GOAL OF THE EXERCISE:
Your answer must be an exact copy of every record below.

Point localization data
++++++++

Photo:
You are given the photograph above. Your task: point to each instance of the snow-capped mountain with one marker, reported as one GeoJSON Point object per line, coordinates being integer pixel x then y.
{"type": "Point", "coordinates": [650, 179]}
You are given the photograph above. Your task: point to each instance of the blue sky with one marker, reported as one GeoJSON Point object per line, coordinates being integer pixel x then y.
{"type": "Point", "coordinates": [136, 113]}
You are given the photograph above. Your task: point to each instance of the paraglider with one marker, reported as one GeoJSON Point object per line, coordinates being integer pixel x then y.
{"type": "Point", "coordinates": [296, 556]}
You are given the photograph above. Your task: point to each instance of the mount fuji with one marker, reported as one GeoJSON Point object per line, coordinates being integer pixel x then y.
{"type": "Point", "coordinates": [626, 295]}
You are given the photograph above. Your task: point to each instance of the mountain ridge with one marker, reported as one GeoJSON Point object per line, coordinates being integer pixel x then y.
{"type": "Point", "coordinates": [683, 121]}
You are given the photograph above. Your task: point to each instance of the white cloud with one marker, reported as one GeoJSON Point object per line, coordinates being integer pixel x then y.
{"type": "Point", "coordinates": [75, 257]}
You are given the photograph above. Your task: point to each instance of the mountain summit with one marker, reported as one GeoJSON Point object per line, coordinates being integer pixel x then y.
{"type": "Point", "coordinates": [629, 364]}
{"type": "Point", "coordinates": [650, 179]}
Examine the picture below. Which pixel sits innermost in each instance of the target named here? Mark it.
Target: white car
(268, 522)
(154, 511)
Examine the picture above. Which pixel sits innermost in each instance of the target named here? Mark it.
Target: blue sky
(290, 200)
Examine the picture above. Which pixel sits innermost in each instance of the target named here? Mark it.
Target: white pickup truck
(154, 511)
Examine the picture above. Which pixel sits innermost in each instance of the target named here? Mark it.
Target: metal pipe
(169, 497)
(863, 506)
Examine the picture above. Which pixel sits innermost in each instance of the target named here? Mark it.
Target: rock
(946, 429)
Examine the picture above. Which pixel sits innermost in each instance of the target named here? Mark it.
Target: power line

++++++++

YOUR RESPONSE:
Photo:
You are given the photograph above. Your task: point to each instance of the snow-capped mountain with one marker, reported as one GeoJSON Point object per line, coordinates being integer pixel x then y.
{"type": "Point", "coordinates": [650, 179]}
You are given the photograph above. Your task: point to each instance of the blue sky with one marker, reported as one GeoJSON Point object per line, coordinates being integer pixel x then y.
{"type": "Point", "coordinates": [136, 113]}
You are given the photograph above. Your task: point to each instance of the paraglider with one marker, reported as one GeoJSON Point object per line, coordinates being integer pixel x then y.
{"type": "Point", "coordinates": [296, 556]}
You are given the photograph above. Your task: point to each instance of the mount fuji with one marker, reported as one GeoJSON Point object per line, coordinates being integer pixel x then y.
{"type": "Point", "coordinates": [626, 295]}
You are given the photograph above. Your task: point to each instance of the mountain ridge with one marker, reported as one GeoJSON Point object per line, coordinates being integer pixel x then y.
{"type": "Point", "coordinates": [683, 121]}
You are given the photograph above. Your task: point to each instance of the white cloud with one marker, reported as one GeoJSON Point object per line, coordinates being integer pixel x then y.
{"type": "Point", "coordinates": [75, 257]}
You are given the photograph above. Your task: point to each instance of the mountain summit with one marker, reported as one GeoJSON Point object per line, coordinates being integer pixel x then y.
{"type": "Point", "coordinates": [629, 364]}
{"type": "Point", "coordinates": [650, 179]}
Examine the picture below. Which pixel sits innermost in each instance of the target named here? Mark it.
Target: white car
(268, 522)
(154, 511)
Examine the picture above. Which pixel sits innermost in each instance of the target named here? Mark it.
Target: blue sky
(290, 200)
Examine the picture above. Which pixel sits innermost in each instance of the target named here? Mark it.
Target: white pickup truck
(154, 511)
Examine the picture above. Which pixel sits innermost in each instance of the target named here? Mark it.
Target: metal pipe
(169, 497)
(863, 506)
Examine the picture above. Which pixel sits innermost in each instance of the target named here? Mark it.
Target: rock
(946, 429)
Examine the picture above. Which pixel sits innermost in each instance of the target named here? Mark it.
Target: power line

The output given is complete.